** Start Supplied passage **

Gunnerman's Fuel Redux

Some years ago I asked what happened with Gunnerman and his fuel. No one had any ideas, and there was even some doubt that it would work. I’ve managed to turn up some information on it, but I’ve no idea if there’s enough information in the patent (scroll down the linked page) to tell if it could work. There’s some fairly recent patents by Gunnerman on the page, so it looks like he might still be pursuing the idea. What with gas being $35,000/gal., I’d think that if he really pushed the idea (assuming that it works), he’d be rolling in the dough pretty darn quickly.

** End Supplied passage **
** Start Records provided **

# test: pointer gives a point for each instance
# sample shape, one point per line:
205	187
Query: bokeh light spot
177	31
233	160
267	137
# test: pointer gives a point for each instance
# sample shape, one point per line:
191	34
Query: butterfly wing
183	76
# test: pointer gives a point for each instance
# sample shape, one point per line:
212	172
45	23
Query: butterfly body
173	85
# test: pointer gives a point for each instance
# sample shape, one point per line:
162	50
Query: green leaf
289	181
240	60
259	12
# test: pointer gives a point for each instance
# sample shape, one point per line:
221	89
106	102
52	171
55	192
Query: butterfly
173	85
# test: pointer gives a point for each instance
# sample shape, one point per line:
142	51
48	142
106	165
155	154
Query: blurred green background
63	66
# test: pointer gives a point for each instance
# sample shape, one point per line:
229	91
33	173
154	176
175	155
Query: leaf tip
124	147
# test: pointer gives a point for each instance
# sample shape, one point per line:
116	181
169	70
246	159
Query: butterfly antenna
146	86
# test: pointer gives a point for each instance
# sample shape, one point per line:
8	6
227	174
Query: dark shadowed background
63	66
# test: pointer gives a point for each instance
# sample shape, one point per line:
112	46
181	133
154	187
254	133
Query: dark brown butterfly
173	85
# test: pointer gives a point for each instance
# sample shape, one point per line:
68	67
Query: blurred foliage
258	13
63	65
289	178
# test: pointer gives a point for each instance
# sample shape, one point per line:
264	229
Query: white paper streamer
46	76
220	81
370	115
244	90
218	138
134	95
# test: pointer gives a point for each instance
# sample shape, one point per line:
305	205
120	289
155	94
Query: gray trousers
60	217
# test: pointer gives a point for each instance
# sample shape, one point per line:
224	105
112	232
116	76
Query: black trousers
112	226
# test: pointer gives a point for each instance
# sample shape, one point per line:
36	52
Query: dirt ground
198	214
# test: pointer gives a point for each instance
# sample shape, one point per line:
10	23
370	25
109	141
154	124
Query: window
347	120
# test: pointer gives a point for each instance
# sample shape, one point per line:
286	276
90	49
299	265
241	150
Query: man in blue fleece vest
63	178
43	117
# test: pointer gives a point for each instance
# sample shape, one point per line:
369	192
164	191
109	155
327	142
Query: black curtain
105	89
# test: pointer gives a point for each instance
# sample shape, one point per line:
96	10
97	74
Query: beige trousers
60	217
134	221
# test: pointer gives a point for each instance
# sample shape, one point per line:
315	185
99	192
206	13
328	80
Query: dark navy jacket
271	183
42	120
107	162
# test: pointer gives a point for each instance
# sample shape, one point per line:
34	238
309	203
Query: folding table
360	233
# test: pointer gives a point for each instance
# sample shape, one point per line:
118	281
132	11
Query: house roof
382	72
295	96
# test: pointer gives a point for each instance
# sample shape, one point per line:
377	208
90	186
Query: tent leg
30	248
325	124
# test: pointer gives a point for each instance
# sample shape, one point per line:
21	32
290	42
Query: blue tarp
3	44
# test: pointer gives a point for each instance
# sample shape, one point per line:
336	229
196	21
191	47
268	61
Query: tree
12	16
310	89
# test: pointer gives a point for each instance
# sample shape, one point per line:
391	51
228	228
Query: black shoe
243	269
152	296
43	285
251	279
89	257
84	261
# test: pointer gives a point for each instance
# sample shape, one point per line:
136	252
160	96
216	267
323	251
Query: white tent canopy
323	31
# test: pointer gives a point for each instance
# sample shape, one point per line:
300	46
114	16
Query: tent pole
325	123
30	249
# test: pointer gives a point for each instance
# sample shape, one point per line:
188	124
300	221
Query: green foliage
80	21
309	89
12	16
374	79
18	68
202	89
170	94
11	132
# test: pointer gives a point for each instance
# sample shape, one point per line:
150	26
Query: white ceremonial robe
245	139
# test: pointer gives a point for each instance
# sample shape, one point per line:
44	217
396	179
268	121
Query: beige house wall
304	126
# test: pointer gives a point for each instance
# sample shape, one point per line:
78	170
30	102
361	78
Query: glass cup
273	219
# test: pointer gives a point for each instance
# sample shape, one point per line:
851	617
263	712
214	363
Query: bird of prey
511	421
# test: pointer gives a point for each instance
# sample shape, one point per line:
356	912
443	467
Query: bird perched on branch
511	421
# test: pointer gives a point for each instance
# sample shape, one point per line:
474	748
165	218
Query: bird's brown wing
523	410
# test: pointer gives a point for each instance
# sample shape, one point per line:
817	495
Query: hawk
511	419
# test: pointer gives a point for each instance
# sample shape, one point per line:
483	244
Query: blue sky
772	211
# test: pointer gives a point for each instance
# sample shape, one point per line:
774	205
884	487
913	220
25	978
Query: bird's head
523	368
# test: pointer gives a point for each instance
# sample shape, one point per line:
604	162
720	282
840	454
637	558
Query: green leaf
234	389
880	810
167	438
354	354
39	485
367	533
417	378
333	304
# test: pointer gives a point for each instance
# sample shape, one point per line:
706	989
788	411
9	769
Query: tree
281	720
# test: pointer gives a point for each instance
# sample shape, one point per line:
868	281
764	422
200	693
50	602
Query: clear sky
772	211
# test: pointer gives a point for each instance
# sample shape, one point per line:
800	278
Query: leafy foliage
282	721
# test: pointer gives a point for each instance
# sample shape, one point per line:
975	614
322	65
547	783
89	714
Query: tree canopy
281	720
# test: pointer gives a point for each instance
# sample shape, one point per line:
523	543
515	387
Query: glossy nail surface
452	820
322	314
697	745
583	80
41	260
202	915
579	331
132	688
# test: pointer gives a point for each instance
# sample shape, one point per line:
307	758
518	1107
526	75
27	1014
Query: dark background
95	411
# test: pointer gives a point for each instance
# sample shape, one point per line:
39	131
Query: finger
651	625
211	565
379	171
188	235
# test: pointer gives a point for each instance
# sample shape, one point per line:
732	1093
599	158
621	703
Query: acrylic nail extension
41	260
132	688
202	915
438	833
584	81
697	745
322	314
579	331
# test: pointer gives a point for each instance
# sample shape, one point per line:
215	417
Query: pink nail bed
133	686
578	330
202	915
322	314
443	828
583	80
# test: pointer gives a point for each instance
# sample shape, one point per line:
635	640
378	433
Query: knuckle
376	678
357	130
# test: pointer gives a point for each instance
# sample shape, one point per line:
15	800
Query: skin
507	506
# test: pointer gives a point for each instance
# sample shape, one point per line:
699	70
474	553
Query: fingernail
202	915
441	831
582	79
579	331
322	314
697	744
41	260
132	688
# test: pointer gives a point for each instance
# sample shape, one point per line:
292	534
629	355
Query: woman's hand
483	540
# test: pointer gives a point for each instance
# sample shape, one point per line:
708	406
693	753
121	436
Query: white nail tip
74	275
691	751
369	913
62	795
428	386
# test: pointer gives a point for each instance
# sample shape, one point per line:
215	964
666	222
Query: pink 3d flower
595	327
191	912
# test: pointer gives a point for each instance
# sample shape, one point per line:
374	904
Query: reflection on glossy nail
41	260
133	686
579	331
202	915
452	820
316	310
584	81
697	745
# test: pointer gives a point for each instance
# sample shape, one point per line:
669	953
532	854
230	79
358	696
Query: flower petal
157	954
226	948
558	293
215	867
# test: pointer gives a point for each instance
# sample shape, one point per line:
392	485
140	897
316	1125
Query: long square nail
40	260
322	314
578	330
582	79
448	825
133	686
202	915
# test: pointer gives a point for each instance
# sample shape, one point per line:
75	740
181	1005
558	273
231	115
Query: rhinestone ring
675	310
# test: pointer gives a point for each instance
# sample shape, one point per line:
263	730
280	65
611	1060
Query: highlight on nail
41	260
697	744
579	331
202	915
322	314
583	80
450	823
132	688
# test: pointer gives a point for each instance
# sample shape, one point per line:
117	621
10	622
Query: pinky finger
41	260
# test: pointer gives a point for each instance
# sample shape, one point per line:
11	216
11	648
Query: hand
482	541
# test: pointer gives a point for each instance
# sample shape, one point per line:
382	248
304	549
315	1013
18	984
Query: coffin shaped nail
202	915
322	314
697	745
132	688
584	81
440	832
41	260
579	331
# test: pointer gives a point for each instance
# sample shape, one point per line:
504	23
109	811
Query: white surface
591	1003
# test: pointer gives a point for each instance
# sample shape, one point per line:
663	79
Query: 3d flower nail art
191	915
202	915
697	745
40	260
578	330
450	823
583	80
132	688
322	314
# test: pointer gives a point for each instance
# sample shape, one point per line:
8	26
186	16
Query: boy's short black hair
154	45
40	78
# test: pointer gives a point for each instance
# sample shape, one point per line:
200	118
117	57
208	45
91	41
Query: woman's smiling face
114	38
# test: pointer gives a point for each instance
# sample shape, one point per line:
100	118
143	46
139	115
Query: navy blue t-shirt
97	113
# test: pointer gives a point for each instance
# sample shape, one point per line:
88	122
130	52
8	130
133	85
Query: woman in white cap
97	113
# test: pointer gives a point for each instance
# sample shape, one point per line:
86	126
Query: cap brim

** End Records provided **

_Given exercise A_:
Find every line in the records that contains the string "tent" and copy each one. Case counts.
_Given exercise B_:
Go on with the post about Gunnerman's fuel, starting after its last sentence.

_Exercise answer A_:
Query: tent leg
Query: white tent canopy
Query: tent pole

_Exercise answer B_:
Water/Oil or water/fuel emulsions are not really new, and they are being used (or were…) quite a bit in the form of Orimulsion, which was about 25-30% water and the balance being bitumen and emulsifier. I went to Venezuela to work with the producer of it in the early 2000’s, and I even got a gallon as a gift (which de-emulsified within a year at room temperature…so much for your long-term storage claims, guys :rolleyes: ). Wartsila Diesel developed IC engines that could run off of Orimulsion, but there was just no market for it. NOx is controlled very easily with a catalyst, and the truth is, the largest barrier to any proprietary fuel working is the fact that it’s single-source. I worked with so many power plants and utilities that were gung-ho about Orimulsion, until they learned only one company in the world produced it. Then they weren’t interested any more. And as we see from the Orimulsion case, when they decided to stop producing it, it screwed people like New Brunswick Power royally. I will bet that no proprietary fuel is going to fly in the US unless it has an outrageous economic advantage.

However, as to the nickel breaking down the water into hydrogen and oxygen, then having it recombine it…I don’t believe it, within the scope of this specific invention. I don’t care what the article says, I am unaware of how just a catalyst with no extra energy input will do what they say it does. It sounds like so many things like “the platinum gas saver”, only worse.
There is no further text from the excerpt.